▸ Request A: Could you copy the stretch of the R140 passage that opens with "arg wrote: Wed Dec 20, 2023 9:30 pm The" and closes with "technologies were involved.", renaming "X-windows" as "X11" wherever it appears?

▸ Reading passage:
= = = =
I guess that SCO Unix was the principal SVR3 product on x86 at that point in time. In 1989, it seems that a lot of the effort that went into merging SysV and BSD hadn't been completed, and the x86 platform was not as well served as it was only three or four years later, even when considering only the proprietary Unix products. I see that UnixWare only arrived in 1992, for instance.
arg wrote: Wed Dec 20, 2023 9:30 pm So when the R140 came out it was ideal for us: it could run all the same software we'd built for the Sun, and the facility to trade parts with other Archimedes machines we already had offered much more resilience than any service contract on a Sun.
So, I imagine that dealing with the big Unix vendors was rather unattractive. Given my early exposure to DECstations and Ultrix, which was a BSD variant, I have to ask whether you ever considered DEC, or was that thought to be a gateway to potentially spending a lot of money?
arg wrote: Wed Dec 20, 2023 9:30 pm The R140 was useless as an X-windows workstation machine - not enough RAM, not helped by the large page size, and further not helped by the fact that if you were forced to page to disc, the hard disc interface performance was horrible. However, if you just wanted it as a headless server it would serve NFS and run a few other programs very nicely indeed.
It rather seems that this was the niche for the R140: as a fairly cheap server that was going to be a lot more reliable as a server than a lot of PC-compatible solutions, especially where Unix technologies were involved.
= = = =
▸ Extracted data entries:
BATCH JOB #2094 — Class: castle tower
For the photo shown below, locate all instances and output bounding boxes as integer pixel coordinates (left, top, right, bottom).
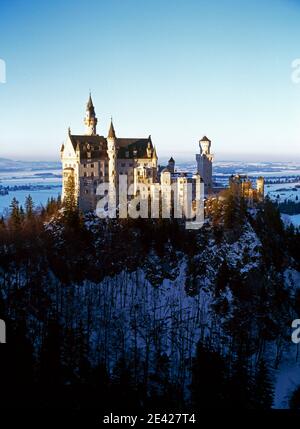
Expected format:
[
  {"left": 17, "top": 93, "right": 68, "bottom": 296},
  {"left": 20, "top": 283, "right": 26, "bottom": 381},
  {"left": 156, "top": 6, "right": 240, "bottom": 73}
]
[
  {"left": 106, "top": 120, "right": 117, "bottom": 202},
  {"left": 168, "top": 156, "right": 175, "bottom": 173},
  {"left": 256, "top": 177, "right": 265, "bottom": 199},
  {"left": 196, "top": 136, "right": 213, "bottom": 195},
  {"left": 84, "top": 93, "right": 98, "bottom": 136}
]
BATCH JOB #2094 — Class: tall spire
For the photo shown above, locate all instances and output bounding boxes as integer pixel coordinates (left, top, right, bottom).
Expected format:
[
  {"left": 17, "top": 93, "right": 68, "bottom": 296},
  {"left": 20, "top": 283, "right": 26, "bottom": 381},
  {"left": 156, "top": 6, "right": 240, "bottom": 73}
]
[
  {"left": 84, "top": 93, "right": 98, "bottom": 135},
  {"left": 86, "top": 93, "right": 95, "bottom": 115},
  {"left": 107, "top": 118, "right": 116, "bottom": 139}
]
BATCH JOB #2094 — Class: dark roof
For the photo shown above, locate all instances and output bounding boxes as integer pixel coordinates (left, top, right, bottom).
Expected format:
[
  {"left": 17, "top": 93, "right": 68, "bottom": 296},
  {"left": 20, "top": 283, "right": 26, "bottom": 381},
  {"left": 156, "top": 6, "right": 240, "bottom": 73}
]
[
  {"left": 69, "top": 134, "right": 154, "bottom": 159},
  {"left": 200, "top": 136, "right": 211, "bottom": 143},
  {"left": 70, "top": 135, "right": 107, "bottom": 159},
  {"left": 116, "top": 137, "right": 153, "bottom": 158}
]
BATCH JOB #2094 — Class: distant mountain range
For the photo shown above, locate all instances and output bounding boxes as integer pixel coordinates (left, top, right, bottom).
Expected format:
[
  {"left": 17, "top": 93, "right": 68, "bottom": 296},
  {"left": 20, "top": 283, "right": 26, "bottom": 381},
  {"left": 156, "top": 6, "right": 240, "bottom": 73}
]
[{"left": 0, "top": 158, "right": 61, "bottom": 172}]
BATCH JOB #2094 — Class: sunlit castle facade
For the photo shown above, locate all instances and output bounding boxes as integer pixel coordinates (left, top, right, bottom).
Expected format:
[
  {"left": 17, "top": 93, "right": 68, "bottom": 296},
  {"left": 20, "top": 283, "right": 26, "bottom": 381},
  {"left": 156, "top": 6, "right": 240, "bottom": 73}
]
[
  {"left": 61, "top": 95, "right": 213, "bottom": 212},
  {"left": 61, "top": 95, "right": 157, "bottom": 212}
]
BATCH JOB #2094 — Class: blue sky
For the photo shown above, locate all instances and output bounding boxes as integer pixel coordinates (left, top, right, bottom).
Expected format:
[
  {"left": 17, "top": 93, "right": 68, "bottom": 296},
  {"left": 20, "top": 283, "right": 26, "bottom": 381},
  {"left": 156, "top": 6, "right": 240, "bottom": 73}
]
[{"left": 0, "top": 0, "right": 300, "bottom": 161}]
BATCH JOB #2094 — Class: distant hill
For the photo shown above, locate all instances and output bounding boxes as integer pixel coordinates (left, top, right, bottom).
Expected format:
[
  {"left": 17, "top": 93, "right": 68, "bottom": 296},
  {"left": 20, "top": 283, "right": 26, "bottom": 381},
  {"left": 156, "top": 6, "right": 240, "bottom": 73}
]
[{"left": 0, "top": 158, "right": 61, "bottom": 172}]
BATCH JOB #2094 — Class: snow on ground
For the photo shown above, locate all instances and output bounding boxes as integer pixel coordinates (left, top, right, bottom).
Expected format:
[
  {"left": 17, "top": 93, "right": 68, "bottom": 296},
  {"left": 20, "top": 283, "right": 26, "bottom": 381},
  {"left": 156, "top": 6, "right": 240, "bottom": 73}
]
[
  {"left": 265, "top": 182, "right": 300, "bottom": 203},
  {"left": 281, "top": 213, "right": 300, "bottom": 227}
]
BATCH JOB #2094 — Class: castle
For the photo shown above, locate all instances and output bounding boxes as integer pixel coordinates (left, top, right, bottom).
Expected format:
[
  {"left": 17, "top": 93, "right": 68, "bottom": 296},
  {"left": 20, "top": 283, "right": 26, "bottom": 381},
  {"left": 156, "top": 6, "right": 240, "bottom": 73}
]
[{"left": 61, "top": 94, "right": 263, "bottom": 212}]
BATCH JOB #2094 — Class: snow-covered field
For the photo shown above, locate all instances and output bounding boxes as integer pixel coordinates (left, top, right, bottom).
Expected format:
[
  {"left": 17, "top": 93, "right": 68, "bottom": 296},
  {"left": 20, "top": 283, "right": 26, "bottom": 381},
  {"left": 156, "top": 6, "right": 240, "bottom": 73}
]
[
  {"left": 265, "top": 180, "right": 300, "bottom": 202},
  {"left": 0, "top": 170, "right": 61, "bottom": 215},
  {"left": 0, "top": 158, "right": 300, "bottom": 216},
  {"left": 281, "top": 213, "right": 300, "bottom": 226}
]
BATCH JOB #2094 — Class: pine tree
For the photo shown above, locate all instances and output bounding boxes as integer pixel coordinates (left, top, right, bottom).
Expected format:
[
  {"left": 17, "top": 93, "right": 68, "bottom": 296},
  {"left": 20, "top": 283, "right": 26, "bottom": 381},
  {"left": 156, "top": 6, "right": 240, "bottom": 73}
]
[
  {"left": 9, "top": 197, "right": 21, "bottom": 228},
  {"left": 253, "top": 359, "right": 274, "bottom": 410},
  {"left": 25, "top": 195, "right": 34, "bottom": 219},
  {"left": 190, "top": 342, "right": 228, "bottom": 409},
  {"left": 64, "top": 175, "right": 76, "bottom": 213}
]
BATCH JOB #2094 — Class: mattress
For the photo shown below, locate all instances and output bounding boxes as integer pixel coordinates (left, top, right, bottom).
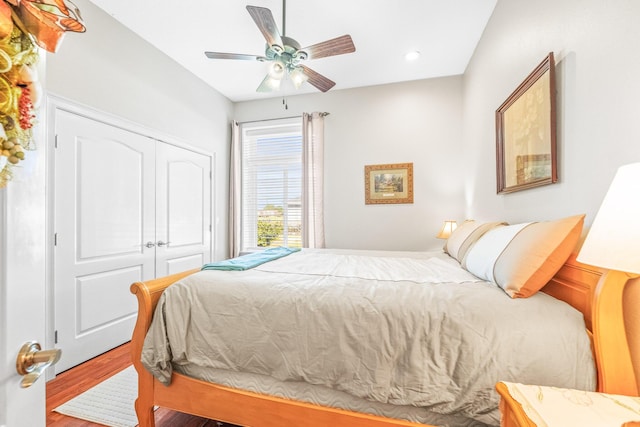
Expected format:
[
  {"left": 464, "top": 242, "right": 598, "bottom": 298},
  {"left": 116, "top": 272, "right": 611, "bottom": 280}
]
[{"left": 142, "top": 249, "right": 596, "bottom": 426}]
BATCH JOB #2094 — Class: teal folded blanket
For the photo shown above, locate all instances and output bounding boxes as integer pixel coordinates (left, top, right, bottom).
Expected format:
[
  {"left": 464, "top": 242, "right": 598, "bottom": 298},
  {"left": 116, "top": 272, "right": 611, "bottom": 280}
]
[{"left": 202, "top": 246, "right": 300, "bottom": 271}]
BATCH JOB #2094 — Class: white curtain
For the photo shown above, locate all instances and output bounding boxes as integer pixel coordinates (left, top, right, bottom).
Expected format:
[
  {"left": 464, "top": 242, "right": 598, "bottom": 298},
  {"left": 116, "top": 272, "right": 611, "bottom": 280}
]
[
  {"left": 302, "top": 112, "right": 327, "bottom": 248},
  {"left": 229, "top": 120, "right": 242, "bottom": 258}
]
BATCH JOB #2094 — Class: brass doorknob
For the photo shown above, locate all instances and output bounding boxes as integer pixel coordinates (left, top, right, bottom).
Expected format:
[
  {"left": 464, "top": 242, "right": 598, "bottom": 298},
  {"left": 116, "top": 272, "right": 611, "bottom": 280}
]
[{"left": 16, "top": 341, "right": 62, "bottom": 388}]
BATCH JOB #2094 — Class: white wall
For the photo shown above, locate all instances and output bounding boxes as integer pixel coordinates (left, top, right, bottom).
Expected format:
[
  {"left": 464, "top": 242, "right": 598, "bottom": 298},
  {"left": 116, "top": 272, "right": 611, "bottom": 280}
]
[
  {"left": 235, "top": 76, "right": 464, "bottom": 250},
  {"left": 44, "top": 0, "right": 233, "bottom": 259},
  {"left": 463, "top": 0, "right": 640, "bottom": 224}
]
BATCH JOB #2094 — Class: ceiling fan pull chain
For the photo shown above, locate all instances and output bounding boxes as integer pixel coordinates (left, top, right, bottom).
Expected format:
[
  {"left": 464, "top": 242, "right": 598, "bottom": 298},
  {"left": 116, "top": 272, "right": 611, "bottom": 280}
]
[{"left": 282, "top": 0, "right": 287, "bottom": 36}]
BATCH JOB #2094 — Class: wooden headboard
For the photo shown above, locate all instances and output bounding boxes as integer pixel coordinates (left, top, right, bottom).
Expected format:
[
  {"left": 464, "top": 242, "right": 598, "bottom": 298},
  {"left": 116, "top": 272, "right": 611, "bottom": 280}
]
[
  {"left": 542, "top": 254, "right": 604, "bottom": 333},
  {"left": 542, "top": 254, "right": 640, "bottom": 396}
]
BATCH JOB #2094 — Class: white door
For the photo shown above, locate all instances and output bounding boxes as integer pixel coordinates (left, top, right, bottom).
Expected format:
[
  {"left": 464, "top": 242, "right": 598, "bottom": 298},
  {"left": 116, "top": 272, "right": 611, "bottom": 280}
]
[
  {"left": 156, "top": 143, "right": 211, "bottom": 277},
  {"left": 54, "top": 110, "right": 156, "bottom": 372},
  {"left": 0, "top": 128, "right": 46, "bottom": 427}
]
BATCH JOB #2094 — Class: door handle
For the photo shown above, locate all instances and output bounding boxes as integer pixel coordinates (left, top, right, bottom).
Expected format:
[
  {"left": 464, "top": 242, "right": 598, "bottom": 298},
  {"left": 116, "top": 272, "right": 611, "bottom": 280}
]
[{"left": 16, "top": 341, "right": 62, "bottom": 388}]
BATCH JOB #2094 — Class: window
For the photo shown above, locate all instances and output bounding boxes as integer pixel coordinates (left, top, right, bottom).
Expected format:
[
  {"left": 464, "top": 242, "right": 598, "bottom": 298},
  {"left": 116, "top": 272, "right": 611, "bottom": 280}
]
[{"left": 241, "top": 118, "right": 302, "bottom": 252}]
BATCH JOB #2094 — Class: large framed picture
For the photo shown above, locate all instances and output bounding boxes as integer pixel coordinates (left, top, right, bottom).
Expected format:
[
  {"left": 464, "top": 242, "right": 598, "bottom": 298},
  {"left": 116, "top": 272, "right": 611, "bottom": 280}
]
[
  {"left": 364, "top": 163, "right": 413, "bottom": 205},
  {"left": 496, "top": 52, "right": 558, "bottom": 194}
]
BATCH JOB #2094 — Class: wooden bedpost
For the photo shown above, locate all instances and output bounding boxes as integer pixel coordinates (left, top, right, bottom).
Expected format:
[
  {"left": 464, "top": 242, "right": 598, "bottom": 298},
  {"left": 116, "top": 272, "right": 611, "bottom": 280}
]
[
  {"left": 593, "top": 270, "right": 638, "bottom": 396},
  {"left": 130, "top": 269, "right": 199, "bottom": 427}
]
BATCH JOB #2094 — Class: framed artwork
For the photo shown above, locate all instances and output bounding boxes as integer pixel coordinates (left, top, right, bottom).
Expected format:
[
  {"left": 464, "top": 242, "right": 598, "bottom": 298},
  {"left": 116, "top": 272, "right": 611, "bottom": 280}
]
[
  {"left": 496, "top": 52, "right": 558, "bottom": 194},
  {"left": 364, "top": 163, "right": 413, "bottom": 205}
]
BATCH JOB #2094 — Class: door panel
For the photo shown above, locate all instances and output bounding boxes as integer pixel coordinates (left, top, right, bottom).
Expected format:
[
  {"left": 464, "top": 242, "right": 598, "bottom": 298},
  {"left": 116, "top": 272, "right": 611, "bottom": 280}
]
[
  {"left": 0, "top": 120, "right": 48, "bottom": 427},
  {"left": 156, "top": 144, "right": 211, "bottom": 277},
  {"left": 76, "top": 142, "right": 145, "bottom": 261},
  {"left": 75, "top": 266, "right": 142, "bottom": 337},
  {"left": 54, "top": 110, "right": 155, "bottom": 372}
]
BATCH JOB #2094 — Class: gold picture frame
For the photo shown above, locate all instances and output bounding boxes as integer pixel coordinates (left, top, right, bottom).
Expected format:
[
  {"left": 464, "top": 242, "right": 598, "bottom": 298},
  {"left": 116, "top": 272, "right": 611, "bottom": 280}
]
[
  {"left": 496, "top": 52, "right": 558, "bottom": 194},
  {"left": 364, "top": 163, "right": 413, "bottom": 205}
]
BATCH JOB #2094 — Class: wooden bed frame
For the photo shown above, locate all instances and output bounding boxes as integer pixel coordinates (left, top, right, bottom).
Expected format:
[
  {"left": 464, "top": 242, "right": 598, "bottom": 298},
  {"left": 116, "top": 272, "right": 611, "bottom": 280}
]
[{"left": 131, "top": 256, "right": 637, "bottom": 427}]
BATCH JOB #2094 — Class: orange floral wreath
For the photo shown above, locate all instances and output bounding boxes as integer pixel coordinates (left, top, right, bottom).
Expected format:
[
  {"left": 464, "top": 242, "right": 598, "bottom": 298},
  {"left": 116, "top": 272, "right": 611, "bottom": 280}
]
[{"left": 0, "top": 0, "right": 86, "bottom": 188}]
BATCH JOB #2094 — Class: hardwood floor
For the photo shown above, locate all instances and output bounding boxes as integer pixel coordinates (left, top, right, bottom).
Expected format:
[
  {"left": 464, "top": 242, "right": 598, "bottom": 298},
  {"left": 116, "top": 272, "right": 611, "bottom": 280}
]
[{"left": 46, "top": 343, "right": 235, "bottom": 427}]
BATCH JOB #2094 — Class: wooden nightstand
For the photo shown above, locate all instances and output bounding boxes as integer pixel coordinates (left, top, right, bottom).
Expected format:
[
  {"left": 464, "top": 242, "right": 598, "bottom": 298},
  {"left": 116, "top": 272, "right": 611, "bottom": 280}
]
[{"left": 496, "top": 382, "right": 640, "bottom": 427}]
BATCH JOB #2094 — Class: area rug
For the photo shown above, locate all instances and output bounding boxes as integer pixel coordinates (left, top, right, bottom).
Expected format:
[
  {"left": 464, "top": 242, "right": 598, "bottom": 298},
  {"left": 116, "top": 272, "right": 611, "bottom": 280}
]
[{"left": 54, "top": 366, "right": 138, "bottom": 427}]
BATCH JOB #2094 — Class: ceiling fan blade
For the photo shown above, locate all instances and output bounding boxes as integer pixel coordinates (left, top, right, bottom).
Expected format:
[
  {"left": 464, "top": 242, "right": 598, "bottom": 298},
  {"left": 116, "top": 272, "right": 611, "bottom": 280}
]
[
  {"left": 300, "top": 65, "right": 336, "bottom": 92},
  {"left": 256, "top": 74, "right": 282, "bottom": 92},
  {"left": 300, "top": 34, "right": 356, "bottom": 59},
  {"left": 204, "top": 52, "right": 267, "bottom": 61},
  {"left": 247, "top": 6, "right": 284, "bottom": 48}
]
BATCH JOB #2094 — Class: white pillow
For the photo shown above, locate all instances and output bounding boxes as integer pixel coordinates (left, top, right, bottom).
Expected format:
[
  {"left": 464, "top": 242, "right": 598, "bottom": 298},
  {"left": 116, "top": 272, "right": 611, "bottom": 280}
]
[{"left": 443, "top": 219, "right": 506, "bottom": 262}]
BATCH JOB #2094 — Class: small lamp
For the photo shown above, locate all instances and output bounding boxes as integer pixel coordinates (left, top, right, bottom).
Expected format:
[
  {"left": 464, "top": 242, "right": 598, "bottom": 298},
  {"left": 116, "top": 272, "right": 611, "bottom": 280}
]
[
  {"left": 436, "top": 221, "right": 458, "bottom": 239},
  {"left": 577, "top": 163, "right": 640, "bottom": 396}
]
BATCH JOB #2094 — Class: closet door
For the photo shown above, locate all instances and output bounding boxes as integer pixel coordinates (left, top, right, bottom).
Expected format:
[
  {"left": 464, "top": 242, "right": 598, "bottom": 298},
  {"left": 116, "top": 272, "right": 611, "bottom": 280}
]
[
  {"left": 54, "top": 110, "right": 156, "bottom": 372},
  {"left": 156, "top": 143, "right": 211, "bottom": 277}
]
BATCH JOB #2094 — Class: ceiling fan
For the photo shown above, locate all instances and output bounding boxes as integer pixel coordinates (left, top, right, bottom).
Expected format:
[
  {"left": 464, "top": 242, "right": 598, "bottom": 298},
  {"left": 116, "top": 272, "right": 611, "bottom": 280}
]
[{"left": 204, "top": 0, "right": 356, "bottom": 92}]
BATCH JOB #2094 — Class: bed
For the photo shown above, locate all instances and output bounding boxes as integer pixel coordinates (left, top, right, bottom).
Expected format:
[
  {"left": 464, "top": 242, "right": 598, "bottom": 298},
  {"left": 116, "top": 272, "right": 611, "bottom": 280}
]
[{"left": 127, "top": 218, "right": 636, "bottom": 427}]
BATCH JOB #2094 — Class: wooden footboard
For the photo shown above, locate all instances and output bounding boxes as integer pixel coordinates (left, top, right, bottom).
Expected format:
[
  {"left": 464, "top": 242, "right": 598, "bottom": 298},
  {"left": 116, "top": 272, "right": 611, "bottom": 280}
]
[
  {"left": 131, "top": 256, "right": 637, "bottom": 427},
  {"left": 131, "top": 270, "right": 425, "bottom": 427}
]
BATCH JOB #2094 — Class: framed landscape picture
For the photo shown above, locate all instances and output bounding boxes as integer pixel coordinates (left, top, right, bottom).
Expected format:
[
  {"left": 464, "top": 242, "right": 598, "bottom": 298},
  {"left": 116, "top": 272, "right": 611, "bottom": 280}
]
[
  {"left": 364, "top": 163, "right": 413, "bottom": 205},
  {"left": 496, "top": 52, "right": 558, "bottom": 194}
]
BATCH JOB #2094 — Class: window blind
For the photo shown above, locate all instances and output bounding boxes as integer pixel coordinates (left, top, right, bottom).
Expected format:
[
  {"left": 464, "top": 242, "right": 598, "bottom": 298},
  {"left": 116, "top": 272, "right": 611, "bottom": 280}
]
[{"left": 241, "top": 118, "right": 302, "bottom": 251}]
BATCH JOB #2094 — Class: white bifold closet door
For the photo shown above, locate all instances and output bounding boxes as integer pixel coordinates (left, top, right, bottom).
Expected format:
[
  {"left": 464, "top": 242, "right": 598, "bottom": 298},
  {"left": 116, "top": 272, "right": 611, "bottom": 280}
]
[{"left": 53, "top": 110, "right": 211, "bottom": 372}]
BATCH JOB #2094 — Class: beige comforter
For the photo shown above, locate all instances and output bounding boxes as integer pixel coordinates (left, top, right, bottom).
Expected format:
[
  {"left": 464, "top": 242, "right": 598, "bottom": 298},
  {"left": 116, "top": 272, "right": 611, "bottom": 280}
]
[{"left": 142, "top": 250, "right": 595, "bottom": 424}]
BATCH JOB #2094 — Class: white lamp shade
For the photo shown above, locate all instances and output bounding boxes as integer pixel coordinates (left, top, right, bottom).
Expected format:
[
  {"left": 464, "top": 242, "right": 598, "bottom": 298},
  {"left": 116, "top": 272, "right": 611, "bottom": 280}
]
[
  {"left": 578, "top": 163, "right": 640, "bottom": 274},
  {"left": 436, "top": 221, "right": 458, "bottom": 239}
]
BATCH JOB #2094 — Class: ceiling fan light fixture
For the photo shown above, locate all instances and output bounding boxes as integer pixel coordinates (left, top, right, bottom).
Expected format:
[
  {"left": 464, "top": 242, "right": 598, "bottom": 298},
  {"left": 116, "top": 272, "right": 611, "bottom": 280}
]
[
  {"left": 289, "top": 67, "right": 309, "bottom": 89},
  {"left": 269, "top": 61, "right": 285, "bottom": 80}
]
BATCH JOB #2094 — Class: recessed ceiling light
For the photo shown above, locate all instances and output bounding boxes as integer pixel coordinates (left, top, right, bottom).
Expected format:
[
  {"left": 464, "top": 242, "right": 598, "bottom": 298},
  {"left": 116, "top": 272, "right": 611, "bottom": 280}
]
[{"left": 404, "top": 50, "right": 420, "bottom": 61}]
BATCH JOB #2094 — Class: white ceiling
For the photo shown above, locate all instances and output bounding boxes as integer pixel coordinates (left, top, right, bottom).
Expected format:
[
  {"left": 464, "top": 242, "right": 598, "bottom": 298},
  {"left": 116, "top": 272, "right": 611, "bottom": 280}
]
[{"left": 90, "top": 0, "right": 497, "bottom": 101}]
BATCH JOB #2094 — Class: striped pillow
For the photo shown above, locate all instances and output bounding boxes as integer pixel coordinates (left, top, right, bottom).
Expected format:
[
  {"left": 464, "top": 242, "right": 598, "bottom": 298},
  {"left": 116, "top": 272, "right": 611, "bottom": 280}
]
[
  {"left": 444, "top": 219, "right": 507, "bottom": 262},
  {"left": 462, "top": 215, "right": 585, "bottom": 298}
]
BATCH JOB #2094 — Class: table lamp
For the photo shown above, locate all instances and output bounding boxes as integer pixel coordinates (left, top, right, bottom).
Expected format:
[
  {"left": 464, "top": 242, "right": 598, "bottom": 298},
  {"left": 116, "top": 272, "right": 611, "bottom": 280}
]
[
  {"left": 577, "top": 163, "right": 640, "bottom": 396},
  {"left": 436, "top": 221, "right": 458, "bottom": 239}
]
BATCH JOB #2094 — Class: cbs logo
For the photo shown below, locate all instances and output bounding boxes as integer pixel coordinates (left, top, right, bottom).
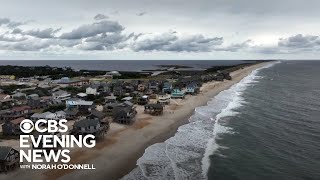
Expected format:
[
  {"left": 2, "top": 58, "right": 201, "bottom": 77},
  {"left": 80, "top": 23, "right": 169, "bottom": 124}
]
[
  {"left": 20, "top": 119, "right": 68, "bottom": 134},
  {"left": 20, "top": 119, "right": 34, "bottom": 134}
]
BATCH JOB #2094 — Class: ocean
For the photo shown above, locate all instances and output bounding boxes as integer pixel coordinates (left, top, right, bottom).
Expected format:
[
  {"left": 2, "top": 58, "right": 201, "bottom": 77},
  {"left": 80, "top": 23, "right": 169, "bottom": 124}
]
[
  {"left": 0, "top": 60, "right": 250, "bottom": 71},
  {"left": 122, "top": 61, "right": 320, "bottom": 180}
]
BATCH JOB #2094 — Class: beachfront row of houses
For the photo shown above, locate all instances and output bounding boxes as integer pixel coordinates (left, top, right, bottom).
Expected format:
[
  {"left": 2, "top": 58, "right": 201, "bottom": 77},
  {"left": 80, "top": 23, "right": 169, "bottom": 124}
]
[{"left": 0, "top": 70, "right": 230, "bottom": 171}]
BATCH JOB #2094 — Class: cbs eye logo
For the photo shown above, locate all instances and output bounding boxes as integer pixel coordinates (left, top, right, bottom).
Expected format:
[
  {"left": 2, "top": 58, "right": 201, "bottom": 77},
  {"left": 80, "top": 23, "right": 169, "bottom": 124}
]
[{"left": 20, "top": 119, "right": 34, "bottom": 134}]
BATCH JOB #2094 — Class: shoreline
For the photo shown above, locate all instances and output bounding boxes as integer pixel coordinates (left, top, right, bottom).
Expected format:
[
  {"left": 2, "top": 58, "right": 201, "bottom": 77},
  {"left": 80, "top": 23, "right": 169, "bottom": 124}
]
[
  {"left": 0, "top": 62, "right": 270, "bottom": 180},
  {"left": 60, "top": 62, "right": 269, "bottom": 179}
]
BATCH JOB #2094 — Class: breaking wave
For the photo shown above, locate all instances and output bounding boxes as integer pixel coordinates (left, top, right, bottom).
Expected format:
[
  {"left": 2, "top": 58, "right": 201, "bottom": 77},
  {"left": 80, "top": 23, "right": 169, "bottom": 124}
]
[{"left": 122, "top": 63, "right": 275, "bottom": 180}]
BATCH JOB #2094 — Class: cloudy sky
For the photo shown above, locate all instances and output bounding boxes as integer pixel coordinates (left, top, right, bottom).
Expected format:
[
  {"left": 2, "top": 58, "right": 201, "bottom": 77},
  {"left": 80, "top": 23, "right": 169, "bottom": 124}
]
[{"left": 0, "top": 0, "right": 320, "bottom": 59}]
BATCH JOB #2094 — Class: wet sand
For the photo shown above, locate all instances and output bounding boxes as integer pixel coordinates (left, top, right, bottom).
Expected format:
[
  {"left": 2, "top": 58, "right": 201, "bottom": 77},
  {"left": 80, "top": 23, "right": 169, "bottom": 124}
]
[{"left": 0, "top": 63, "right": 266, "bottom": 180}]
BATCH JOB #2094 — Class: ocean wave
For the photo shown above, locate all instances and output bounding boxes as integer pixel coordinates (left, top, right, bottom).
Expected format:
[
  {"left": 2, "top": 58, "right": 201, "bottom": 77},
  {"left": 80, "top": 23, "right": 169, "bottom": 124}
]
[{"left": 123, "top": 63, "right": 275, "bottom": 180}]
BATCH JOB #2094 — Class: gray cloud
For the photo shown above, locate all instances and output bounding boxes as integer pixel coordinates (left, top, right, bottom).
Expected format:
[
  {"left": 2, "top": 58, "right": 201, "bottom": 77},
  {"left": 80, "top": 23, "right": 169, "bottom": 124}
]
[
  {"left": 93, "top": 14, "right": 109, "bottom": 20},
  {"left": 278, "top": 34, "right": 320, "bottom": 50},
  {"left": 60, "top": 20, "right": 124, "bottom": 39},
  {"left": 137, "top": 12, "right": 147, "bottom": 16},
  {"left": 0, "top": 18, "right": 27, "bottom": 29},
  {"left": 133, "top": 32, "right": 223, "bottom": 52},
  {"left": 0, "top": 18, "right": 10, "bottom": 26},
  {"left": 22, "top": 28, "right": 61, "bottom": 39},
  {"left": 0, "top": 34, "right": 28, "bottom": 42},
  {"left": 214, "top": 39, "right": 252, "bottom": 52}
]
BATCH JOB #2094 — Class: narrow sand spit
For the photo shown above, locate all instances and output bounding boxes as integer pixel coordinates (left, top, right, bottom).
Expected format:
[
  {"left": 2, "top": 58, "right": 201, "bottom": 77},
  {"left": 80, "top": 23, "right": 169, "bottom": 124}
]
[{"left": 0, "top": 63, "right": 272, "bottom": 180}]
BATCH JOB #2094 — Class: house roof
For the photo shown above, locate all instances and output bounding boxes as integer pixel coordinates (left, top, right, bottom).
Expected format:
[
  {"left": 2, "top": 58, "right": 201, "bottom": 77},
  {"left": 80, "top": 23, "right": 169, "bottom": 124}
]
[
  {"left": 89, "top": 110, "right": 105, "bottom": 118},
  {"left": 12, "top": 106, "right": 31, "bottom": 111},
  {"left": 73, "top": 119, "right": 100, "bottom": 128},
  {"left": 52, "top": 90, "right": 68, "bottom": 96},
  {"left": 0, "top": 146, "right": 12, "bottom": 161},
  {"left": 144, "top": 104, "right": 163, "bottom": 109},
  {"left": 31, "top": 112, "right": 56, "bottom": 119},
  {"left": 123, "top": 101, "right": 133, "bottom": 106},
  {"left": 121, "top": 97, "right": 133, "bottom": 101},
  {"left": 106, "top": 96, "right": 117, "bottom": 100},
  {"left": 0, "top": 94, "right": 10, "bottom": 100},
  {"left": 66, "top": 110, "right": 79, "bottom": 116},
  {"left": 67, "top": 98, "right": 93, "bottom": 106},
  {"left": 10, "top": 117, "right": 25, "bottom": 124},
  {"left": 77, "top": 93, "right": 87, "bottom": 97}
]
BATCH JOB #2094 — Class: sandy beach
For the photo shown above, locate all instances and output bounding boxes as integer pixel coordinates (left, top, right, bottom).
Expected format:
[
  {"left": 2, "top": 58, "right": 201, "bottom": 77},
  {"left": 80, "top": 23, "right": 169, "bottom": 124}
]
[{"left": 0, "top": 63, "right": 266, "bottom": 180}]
= = = =
▸ Request B: Which lines of the records above contain the string "castle"? Copy out each one.

▸ Correct response A:
arg wrote: Wed Dec 20, 2023 9:30 pm The R140 was useless as an X11 workstation machine - not enough RAM, not helped by the large page size, and further not helped by the fact that if you were forced to page to disc, the hard disc interface performance was horrible. However, if you just wanted it as a headless server it would serve NFS and run a few other programs very nicely indeed.
It rather seems that this was the niche for the R140: as a fairly cheap server that was going to be a lot more reliable as a server than a lot of PC-compatible solutions, especially where Unix technologies were involved.

▸ Correct response B:
BATCH JOB #2094 — Class: castle tower
BATCH JOB #2094 — Class: sunlit castle facade
BATCH JOB #2094 — Class: castle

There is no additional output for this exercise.